== Given records ==

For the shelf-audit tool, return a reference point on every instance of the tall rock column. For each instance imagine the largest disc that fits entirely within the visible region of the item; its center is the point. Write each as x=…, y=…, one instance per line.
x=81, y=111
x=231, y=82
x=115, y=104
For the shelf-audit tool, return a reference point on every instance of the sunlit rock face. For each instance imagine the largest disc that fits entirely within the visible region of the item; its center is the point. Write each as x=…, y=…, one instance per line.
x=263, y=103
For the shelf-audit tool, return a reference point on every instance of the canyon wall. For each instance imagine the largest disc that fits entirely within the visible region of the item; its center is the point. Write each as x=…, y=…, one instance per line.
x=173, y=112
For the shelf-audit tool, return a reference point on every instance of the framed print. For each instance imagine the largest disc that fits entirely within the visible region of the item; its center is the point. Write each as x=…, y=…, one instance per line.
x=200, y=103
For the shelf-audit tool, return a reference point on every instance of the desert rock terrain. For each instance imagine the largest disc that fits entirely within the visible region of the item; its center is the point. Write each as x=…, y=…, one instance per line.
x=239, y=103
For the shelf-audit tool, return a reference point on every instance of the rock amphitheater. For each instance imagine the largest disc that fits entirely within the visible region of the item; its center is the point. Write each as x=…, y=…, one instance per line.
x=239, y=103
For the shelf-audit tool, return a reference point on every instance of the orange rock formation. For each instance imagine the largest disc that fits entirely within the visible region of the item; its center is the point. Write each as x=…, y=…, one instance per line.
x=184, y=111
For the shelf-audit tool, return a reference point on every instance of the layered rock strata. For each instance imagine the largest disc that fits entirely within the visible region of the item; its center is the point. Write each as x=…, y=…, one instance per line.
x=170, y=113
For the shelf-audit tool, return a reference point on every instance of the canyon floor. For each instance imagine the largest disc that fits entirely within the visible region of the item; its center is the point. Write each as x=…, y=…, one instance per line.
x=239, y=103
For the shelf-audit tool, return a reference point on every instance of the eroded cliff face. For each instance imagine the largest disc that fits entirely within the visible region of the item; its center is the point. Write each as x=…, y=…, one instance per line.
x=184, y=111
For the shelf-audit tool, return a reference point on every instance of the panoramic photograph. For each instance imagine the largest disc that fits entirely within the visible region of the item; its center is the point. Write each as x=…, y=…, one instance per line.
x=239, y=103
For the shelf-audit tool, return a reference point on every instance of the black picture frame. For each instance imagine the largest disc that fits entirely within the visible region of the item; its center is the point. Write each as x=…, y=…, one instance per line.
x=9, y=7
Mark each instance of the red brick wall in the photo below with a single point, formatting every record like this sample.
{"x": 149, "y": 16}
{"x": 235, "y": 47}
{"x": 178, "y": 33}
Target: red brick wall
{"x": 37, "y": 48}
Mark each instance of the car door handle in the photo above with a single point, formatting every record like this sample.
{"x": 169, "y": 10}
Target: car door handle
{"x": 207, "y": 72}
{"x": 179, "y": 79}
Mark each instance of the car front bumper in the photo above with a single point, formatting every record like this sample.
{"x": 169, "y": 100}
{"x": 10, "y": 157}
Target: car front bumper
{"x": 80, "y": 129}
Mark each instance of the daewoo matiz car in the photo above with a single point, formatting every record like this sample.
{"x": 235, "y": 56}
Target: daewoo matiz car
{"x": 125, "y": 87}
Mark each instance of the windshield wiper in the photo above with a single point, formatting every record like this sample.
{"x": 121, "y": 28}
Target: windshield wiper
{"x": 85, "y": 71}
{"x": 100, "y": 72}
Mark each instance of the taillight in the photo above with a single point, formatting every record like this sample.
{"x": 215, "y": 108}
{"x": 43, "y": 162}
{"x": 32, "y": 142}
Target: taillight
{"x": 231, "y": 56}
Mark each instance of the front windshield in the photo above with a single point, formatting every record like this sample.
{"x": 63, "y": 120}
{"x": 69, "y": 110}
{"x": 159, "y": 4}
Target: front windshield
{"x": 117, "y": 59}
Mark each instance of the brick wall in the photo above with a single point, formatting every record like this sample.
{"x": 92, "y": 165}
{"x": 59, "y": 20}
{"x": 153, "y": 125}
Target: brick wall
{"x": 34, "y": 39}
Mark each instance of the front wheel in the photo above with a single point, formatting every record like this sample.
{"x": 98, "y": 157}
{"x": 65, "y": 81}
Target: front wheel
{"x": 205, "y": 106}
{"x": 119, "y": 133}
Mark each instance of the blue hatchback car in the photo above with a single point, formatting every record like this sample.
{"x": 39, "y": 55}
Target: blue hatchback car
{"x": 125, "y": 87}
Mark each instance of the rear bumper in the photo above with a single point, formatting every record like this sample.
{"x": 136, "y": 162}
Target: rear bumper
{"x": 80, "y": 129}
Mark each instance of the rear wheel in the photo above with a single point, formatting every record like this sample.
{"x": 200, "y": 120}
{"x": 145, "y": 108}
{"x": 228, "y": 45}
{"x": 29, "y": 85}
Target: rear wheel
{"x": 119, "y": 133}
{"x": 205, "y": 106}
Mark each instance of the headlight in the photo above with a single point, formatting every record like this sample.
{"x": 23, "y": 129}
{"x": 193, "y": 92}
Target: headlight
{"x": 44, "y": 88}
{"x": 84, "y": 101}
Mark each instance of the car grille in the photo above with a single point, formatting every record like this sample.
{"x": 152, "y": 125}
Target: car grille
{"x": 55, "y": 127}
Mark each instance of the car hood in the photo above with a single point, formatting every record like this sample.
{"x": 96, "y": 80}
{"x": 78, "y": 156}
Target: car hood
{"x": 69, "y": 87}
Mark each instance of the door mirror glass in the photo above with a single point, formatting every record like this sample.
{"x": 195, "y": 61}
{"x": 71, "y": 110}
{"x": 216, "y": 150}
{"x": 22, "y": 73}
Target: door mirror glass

===

Directive
Rewrite all of the records above, substituting "inventory tool" for every occurrence of "shelf-audit tool" and leaving everything else unchanged.

Solution to the exercise
For the inventory tool, return a reference point on every instance of the tall rock column. For each instance imagine the largest disc that fits entirely within the visible region of the item; its center is the point. Write each as x=…, y=…, one instance per line.
x=81, y=111
x=231, y=82
x=115, y=104
For the inventory tool, return a reference point on every instance of the sunlit rock face. For each instance imagine the largest disc that fits entirely within the visible region of the item; its center is the point. Write each as x=…, y=…, one instance per line.
x=263, y=103
For the inventory tool, return a reference point on every instance of the canyon wall. For each instance imagine the largest disc that fits entirely within the visible region of the item; its center is the point. Write each as x=…, y=…, one instance per line.
x=173, y=112
For the inventory tool, return a reference point on every instance of the framed print. For each instance imagine the largest disc that fits entirely within the visible region of the item; its center is the point. Write each as x=…, y=…, one instance per line.
x=200, y=103
For the inventory tool, return a reference point on every instance of the desert rock terrain. For each instance imagine the largest disc that fits entirely within the visible region of the item; its center is the point. Write each as x=…, y=…, one instance per line.
x=239, y=103
For the inventory tool, return a reference point on every instance of the rock amphitheater. For each instance imagine the largest disc that fits entirely within the visible region of the item; its center is the point. Write each as x=…, y=…, one instance per line.
x=239, y=103
For the inventory tool, return a reference point on every instance of the orange rock formation. For each instance imagine the largest disc that fits entirely within the visible region of the item; its center is the point. Write each as x=…, y=…, one instance per line.
x=184, y=111
For the inventory tool, return a reference point on every instance of the layered rock strata. For each instance imagine the largest disc that fits entirely within the visible region of the item; its center is the point. Write each as x=…, y=…, one instance per line.
x=170, y=113
For the inventory tool, return a reference point on every instance of the canyon floor. For each instance imagine the largest disc that fits entirely within the visible region of the item; its center is the point. Write each as x=…, y=…, one instance per line.
x=239, y=103
For the inventory tool, return a reference point on every instance of the eroded cliff face. For each instance imagine the largest disc that fits entirely within the visible region of the item; its center is the point. Write each as x=…, y=…, one instance per line.
x=184, y=111
For the inventory tool, return a reference point on every instance of the panoramic photograph. For each instance imagine the largest disc that fits entirely within the visible region of the item; its center is the point. Write each as x=…, y=…, one instance per line.
x=239, y=103
For the inventory tool, return a reference point on every instance of the black picture frame. For each instance imagine the largest disc that fits entirely within the visible region of the item; its center is the point. Write each as x=…, y=…, one instance per line.
x=9, y=7
Mark each instance of the red brick wall in the photo below with a single point, formatting every record like this sample.
{"x": 149, "y": 16}
{"x": 235, "y": 47}
{"x": 178, "y": 33}
Target: red brick wall
{"x": 37, "y": 48}
Mark each instance of the car door handle in the photo above with a single point, formatting every record like this sample.
{"x": 169, "y": 10}
Target: car door handle
{"x": 207, "y": 72}
{"x": 179, "y": 79}
Mark each instance of the car front bumper in the photo above with a single point, formatting every record like this sample.
{"x": 169, "y": 100}
{"x": 10, "y": 157}
Target: car front bumper
{"x": 80, "y": 129}
Mark each instance of the daewoo matiz car in the photo above with a single point, formatting every record like this sample.
{"x": 235, "y": 56}
Target: daewoo matiz car
{"x": 125, "y": 87}
Mark each instance of the windshield wiper in the photo above with a single point, formatting every record like this sample.
{"x": 121, "y": 28}
Target: windshield wiper
{"x": 85, "y": 71}
{"x": 100, "y": 72}
Mark each instance of the taillight in the photo above with a single point, formatting every record like this sample.
{"x": 215, "y": 108}
{"x": 43, "y": 162}
{"x": 32, "y": 142}
Target: taillight
{"x": 231, "y": 56}
Mark each instance of the front windshield in the photo above with a single point, formatting every record like this sample.
{"x": 63, "y": 120}
{"x": 69, "y": 110}
{"x": 159, "y": 4}
Target: front windshield
{"x": 117, "y": 59}
Mark each instance of the brick wall in the photo above with a single point, formatting every record like this sample.
{"x": 92, "y": 165}
{"x": 59, "y": 20}
{"x": 153, "y": 125}
Target: brick wall
{"x": 34, "y": 39}
Mark each instance of the front wheel in the photo above with a single point, formatting every record like this sample.
{"x": 98, "y": 157}
{"x": 65, "y": 81}
Target: front wheel
{"x": 205, "y": 106}
{"x": 119, "y": 133}
Mark each instance of the blue hatchback car in the photo above with a single point, formatting every record like this sample.
{"x": 39, "y": 55}
Target: blue hatchback car
{"x": 125, "y": 87}
Mark each instance of the rear bumper in the photo above with a single point, formatting every record like this sample.
{"x": 136, "y": 162}
Target: rear bumper
{"x": 80, "y": 129}
Mark each instance of the rear wheel in the photo above with a single point, formatting every record like this sample.
{"x": 200, "y": 120}
{"x": 145, "y": 108}
{"x": 228, "y": 45}
{"x": 29, "y": 85}
Target: rear wheel
{"x": 119, "y": 133}
{"x": 205, "y": 106}
Mark each instance of the headlight in the photo above with a single point, formatting every record like this sample.
{"x": 23, "y": 129}
{"x": 193, "y": 92}
Target: headlight
{"x": 44, "y": 88}
{"x": 84, "y": 101}
Mark each instance of the car grille in the photo above with a single point, formatting every record like this sample.
{"x": 152, "y": 125}
Target: car grille
{"x": 55, "y": 127}
Mark each instance of the car hood in the photo above with a single point, formatting every record like this sample.
{"x": 96, "y": 80}
{"x": 78, "y": 156}
Target: car hood
{"x": 69, "y": 87}
Mark each instance of the door mirror glass in the photo above with a single point, formatting every record like this sample.
{"x": 195, "y": 61}
{"x": 71, "y": 110}
{"x": 216, "y": 150}
{"x": 22, "y": 73}
Target: door mirror glass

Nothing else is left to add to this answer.